- Work task -
The records are to be repeated in full, with the images removed.

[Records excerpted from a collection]
>>>>>

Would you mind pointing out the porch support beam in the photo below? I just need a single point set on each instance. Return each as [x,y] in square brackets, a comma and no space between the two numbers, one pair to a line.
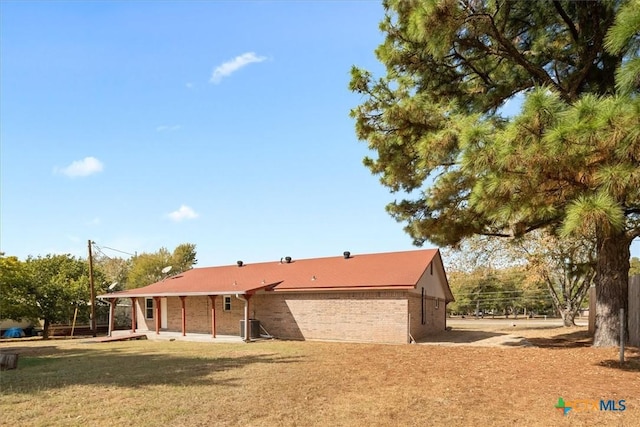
[213,314]
[184,316]
[158,313]
[247,326]
[112,313]
[134,311]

<<<<<

- Answer section -
Would you mind pointing out the porch support beam in the photo below? I just need a single point set on each instance. Return each as [x,y] in square brackets, a comma and no space between the two numbers, one pair to a line.
[213,314]
[184,316]
[158,313]
[247,326]
[112,313]
[134,311]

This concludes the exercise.